- Task requirements: Your copy should begin at the line containing "Can you see the stem?" and end at the last line of the records below, matching each line exactly and leaving out pictures.

........

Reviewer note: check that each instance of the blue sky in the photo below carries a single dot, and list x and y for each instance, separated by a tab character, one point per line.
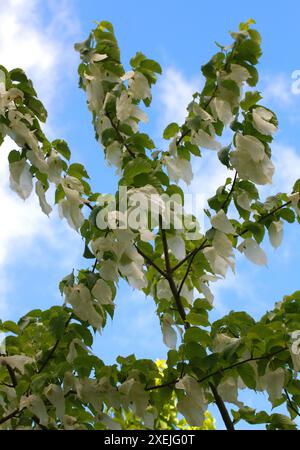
36	252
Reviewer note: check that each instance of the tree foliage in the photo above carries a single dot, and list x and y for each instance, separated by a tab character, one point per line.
49	377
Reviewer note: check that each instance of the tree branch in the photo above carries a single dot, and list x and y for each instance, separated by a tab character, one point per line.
222	408
224	369
290	402
169	276
12	375
52	351
151	262
10	416
120	136
190	265
224	204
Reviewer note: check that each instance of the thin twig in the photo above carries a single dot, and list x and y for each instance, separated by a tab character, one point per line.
52	351
222	408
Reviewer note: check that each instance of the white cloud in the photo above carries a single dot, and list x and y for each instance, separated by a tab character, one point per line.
175	93
287	162
276	89
42	46
37	36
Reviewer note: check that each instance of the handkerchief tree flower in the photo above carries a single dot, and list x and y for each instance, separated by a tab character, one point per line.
49	377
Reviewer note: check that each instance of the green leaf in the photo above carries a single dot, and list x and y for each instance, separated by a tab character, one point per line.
249	50
38	108
78	171
251	98
151	65
14	156
223	155
62	148
281	422
171	130
9	325
287	214
247	374
87	253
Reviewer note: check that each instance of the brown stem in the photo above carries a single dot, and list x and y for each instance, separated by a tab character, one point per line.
169	276
12	375
230	192
52	351
151	262
224	369
222	408
9	416
120	136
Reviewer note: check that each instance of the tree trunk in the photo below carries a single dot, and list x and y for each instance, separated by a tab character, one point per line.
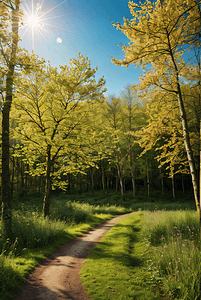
121	183
162	183
92	181
148	184
187	143
6	189
48	186
103	180
173	188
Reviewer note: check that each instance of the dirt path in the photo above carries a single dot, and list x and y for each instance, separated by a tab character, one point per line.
57	277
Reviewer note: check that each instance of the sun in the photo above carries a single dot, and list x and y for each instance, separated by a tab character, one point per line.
33	21
36	20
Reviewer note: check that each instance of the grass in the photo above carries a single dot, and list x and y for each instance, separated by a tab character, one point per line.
116	268
148	255
174	252
36	237
136	260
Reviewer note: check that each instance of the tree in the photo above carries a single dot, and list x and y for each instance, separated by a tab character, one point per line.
10	18
133	119
159	34
52	108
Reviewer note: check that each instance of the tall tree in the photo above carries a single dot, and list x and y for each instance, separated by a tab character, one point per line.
133	118
159	34
52	108
10	18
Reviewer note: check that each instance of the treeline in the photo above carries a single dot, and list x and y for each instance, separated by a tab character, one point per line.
64	134
121	143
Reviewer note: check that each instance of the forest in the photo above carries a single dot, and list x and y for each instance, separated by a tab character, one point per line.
66	135
61	134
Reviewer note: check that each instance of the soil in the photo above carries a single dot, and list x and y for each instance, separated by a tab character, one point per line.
57	277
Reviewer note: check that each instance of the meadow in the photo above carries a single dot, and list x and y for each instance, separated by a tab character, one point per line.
156	248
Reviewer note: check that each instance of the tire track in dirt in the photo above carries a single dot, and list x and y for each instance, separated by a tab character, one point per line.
57	277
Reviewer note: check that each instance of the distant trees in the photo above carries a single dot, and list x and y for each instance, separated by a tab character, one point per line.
50	111
160	33
10	19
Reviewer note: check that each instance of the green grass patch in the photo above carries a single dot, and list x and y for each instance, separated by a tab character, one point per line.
148	255
174	258
15	265
115	268
35	237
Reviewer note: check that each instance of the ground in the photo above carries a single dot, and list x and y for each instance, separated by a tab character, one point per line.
57	278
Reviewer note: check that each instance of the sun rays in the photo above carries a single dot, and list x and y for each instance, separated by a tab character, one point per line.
37	21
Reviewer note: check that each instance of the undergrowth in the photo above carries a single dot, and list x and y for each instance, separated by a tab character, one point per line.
173	244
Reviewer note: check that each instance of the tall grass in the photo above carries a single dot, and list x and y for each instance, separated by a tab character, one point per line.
173	252
32	234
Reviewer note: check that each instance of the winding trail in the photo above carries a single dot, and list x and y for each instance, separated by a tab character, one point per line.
57	277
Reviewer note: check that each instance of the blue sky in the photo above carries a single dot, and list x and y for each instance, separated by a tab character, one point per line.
83	25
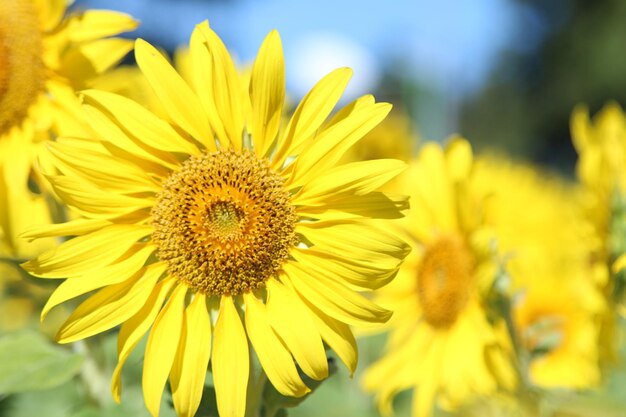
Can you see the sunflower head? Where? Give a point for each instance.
(224, 223)
(218, 226)
(441, 335)
(22, 70)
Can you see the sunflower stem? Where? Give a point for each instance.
(91, 374)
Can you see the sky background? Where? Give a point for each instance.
(449, 46)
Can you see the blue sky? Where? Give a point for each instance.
(443, 42)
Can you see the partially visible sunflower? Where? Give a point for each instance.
(601, 146)
(44, 56)
(224, 212)
(441, 344)
(556, 320)
(542, 233)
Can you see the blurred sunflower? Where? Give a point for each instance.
(547, 245)
(221, 215)
(557, 326)
(44, 55)
(441, 343)
(601, 146)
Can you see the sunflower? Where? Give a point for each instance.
(557, 328)
(223, 213)
(44, 56)
(547, 245)
(601, 146)
(441, 342)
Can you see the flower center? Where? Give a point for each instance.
(224, 223)
(444, 279)
(21, 66)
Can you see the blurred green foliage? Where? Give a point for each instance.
(525, 107)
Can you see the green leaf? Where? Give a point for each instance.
(28, 361)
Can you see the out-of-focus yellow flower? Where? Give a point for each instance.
(441, 343)
(601, 146)
(222, 212)
(547, 243)
(557, 326)
(44, 56)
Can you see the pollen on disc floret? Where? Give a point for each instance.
(444, 279)
(224, 222)
(21, 64)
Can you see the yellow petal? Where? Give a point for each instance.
(295, 326)
(161, 349)
(110, 306)
(372, 275)
(76, 227)
(356, 237)
(202, 80)
(334, 298)
(108, 131)
(375, 205)
(272, 352)
(192, 360)
(179, 101)
(103, 170)
(95, 24)
(228, 94)
(93, 202)
(311, 113)
(230, 363)
(338, 336)
(87, 60)
(267, 92)
(141, 123)
(83, 253)
(134, 328)
(619, 264)
(98, 278)
(359, 178)
(333, 142)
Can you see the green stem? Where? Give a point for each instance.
(94, 380)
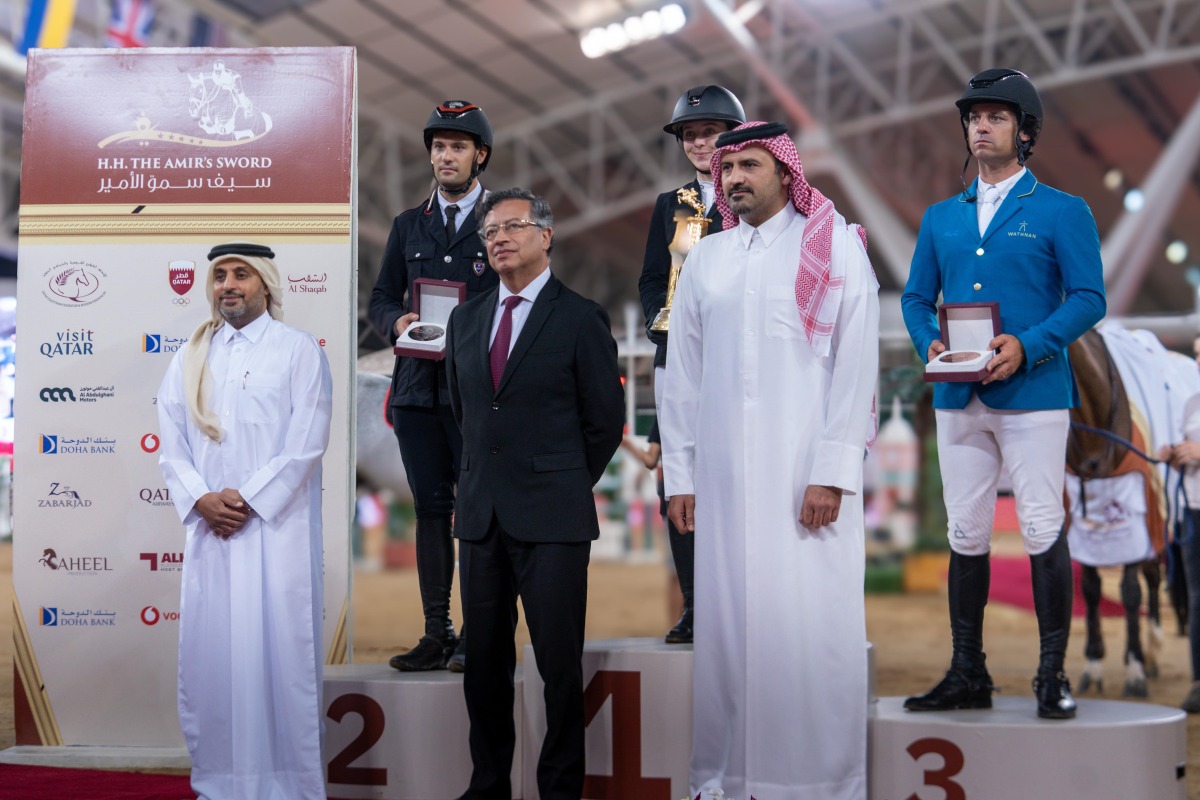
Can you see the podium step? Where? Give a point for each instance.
(393, 735)
(1111, 751)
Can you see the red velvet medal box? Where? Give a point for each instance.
(432, 300)
(967, 329)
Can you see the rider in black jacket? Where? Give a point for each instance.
(435, 240)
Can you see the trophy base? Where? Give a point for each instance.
(661, 322)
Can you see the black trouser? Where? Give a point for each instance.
(552, 583)
(431, 447)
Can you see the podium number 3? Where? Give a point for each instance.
(952, 764)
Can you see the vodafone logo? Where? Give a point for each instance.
(150, 615)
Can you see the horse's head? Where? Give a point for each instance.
(1103, 404)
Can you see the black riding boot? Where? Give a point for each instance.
(683, 553)
(1053, 596)
(435, 572)
(967, 684)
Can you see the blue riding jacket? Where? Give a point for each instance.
(1039, 259)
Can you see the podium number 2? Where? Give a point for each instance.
(627, 781)
(340, 770)
(952, 764)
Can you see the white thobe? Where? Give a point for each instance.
(250, 656)
(751, 416)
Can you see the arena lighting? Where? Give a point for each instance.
(634, 30)
(1114, 179)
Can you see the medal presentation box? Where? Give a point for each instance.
(432, 301)
(967, 328)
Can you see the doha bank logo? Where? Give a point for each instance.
(160, 343)
(53, 444)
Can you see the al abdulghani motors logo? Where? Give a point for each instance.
(73, 284)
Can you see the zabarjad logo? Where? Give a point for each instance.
(63, 497)
(183, 275)
(222, 110)
(73, 283)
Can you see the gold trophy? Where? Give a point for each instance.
(689, 230)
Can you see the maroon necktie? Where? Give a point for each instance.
(499, 354)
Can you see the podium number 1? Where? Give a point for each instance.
(952, 764)
(627, 781)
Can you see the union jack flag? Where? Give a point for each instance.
(130, 23)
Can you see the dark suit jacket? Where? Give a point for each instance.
(657, 265)
(418, 248)
(533, 450)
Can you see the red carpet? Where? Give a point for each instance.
(1011, 584)
(22, 782)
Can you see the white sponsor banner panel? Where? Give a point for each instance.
(121, 202)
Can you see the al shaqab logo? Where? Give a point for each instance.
(222, 110)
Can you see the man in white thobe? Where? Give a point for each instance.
(767, 409)
(244, 414)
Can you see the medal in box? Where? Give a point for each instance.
(967, 329)
(433, 301)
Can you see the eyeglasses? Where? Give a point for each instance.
(984, 83)
(510, 228)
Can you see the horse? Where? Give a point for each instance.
(220, 106)
(1108, 465)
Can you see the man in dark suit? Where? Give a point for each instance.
(701, 114)
(532, 371)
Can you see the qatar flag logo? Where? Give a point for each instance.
(183, 275)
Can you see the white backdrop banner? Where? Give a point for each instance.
(135, 164)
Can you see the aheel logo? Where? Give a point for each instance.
(72, 284)
(73, 565)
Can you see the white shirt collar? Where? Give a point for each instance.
(466, 204)
(529, 293)
(252, 331)
(1003, 186)
(771, 229)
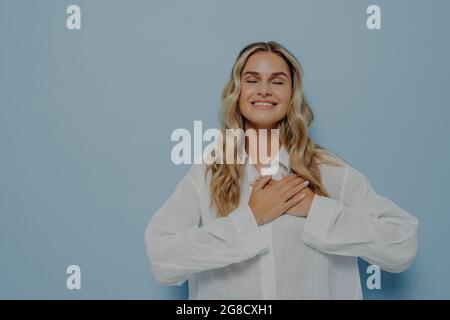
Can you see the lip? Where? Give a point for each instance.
(274, 104)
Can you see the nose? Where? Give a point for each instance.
(264, 89)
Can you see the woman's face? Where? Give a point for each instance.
(265, 90)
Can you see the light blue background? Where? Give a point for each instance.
(86, 118)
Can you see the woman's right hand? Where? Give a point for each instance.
(268, 204)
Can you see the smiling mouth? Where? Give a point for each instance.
(264, 105)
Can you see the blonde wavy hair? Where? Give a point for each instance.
(304, 154)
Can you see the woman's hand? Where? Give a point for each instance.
(301, 209)
(269, 201)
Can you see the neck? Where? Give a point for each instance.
(262, 152)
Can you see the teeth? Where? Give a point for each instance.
(263, 104)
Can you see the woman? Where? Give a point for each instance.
(236, 233)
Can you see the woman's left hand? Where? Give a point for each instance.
(302, 208)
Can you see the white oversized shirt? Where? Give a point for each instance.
(289, 258)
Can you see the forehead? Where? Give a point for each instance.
(266, 63)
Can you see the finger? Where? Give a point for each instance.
(292, 192)
(262, 182)
(294, 201)
(286, 179)
(292, 184)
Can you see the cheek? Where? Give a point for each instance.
(284, 95)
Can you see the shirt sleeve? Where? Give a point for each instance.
(177, 246)
(364, 224)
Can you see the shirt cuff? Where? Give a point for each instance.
(248, 230)
(319, 218)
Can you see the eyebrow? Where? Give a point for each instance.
(275, 74)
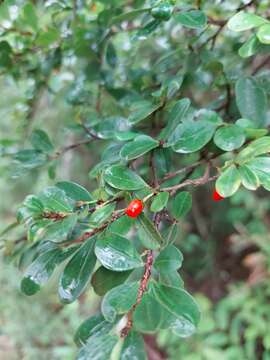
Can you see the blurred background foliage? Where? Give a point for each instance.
(226, 245)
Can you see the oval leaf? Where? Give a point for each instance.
(228, 182)
(160, 201)
(229, 138)
(141, 145)
(182, 204)
(122, 178)
(117, 253)
(77, 272)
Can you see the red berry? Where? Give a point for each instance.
(134, 208)
(217, 196)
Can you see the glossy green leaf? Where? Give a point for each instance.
(162, 11)
(58, 231)
(120, 177)
(101, 214)
(251, 100)
(141, 111)
(160, 201)
(175, 116)
(39, 272)
(119, 300)
(179, 303)
(169, 259)
(100, 342)
(104, 280)
(245, 21)
(172, 279)
(182, 204)
(133, 347)
(30, 159)
(74, 191)
(89, 327)
(117, 253)
(191, 136)
(263, 34)
(129, 16)
(261, 167)
(194, 19)
(41, 141)
(122, 225)
(77, 272)
(55, 200)
(250, 47)
(229, 138)
(249, 178)
(148, 315)
(141, 145)
(228, 182)
(149, 235)
(255, 148)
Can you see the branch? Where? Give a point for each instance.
(195, 182)
(143, 286)
(88, 234)
(70, 147)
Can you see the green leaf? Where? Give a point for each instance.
(141, 111)
(74, 191)
(194, 19)
(250, 47)
(41, 141)
(149, 235)
(255, 148)
(182, 204)
(141, 145)
(148, 315)
(39, 272)
(245, 21)
(58, 231)
(133, 347)
(175, 116)
(160, 201)
(122, 225)
(179, 303)
(104, 280)
(249, 178)
(30, 159)
(55, 200)
(162, 11)
(263, 34)
(89, 327)
(117, 253)
(251, 100)
(101, 214)
(261, 167)
(77, 272)
(229, 138)
(129, 16)
(169, 260)
(100, 343)
(191, 136)
(119, 300)
(172, 279)
(228, 182)
(120, 177)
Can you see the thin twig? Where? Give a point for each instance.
(142, 288)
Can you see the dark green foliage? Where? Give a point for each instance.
(156, 100)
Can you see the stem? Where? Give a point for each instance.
(143, 286)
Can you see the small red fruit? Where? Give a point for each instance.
(217, 196)
(135, 207)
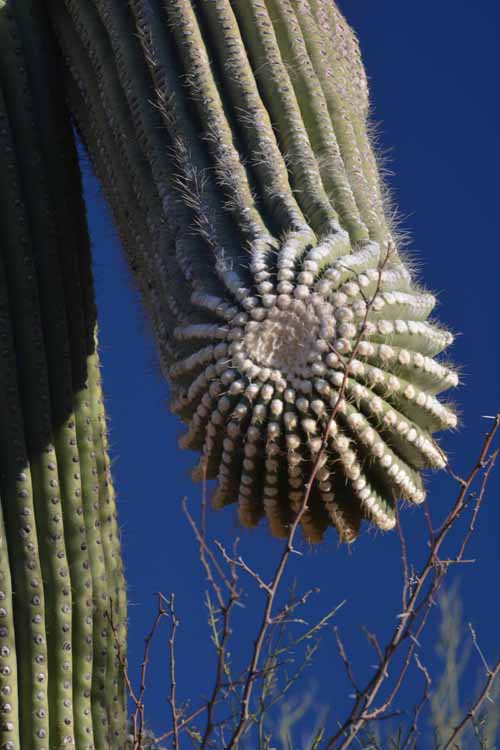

........

- Written solution:
Can you see the stem? Where? Give a point for each instance.
(143, 286)
Can you see the small red fruit? Where? Give a point for each instance.
(217, 196)
(135, 207)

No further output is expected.